▸ Dataset records:
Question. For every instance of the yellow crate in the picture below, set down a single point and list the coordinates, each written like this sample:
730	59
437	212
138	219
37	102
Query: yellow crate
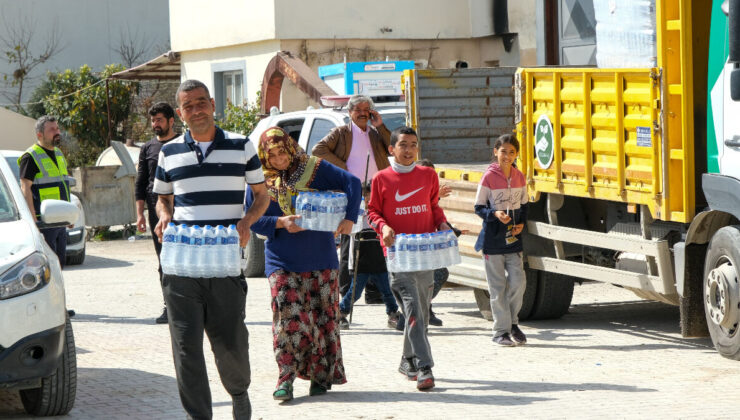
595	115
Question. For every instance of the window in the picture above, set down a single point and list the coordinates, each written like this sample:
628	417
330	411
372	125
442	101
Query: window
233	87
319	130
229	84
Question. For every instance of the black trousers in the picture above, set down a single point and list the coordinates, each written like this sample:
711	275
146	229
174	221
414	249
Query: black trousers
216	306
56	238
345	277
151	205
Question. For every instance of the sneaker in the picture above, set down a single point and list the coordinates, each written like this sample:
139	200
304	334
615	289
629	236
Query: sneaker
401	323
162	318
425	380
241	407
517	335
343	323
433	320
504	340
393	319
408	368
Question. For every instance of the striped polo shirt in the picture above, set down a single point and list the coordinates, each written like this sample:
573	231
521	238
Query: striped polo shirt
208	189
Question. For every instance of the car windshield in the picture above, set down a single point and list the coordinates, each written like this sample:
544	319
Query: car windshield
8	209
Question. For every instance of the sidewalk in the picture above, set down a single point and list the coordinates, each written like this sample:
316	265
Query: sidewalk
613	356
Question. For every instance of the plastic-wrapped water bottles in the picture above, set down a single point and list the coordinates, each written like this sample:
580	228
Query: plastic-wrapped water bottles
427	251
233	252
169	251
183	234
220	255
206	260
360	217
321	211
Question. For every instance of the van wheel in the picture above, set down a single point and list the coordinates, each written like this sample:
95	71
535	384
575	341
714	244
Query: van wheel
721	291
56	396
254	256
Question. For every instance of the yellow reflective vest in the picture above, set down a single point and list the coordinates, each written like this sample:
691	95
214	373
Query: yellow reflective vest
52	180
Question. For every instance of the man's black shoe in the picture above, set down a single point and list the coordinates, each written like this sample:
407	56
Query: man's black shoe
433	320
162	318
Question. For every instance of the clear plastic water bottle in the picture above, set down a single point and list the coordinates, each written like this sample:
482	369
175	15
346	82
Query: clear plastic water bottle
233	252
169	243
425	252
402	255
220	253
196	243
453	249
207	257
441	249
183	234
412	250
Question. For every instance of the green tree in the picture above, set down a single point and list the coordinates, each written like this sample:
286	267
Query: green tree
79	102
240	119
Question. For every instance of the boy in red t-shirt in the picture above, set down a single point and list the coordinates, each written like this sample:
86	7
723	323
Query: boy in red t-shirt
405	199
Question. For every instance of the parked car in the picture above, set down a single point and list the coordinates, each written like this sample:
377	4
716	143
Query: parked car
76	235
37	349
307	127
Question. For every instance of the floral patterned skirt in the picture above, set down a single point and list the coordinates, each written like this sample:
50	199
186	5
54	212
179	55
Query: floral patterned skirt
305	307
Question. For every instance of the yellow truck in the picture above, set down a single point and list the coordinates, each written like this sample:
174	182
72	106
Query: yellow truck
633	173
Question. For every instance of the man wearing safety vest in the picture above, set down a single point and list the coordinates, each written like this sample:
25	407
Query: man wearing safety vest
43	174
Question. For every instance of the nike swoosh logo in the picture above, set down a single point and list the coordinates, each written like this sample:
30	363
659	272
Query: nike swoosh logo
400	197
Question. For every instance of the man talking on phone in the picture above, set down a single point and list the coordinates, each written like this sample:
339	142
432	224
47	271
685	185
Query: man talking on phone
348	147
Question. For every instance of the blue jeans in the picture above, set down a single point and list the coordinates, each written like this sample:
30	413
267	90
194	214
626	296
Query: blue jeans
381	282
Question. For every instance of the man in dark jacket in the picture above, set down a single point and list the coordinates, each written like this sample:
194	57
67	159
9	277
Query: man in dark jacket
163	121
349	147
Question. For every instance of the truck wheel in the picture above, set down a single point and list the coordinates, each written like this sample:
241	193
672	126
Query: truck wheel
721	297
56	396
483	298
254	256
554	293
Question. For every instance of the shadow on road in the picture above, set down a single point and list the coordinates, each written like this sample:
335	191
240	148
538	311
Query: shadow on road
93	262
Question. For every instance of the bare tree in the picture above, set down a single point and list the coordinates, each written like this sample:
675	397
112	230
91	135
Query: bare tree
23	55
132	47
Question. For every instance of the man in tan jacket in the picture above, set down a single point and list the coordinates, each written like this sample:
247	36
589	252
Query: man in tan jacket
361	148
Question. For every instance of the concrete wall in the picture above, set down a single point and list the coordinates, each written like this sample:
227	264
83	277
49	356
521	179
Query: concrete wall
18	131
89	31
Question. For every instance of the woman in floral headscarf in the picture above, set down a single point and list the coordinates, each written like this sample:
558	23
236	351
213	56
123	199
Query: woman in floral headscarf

---

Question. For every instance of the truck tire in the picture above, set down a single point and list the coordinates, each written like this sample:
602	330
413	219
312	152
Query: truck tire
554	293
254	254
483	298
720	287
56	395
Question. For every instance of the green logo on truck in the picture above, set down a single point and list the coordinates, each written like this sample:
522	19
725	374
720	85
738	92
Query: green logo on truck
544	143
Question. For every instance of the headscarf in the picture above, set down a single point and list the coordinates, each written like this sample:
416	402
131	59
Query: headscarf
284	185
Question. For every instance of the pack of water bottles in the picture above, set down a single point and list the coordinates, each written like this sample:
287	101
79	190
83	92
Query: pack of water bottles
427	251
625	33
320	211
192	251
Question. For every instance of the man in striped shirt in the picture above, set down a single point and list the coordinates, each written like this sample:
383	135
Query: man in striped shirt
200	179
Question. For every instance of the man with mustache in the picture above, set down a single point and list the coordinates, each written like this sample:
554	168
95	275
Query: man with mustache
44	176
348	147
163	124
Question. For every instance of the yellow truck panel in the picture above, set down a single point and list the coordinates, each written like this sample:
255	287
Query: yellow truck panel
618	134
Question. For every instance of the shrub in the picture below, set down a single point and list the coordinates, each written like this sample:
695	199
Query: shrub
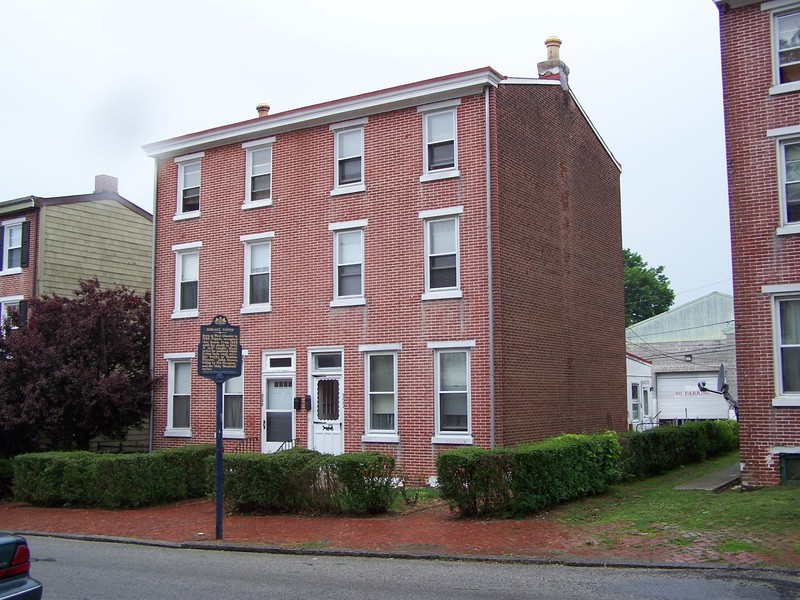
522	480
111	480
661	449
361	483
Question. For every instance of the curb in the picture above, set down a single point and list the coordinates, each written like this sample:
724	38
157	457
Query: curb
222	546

▸ Work order:
Among the lines above, count those containing the word "below" and give nothing but the result.

▸ Solution to this problem:
2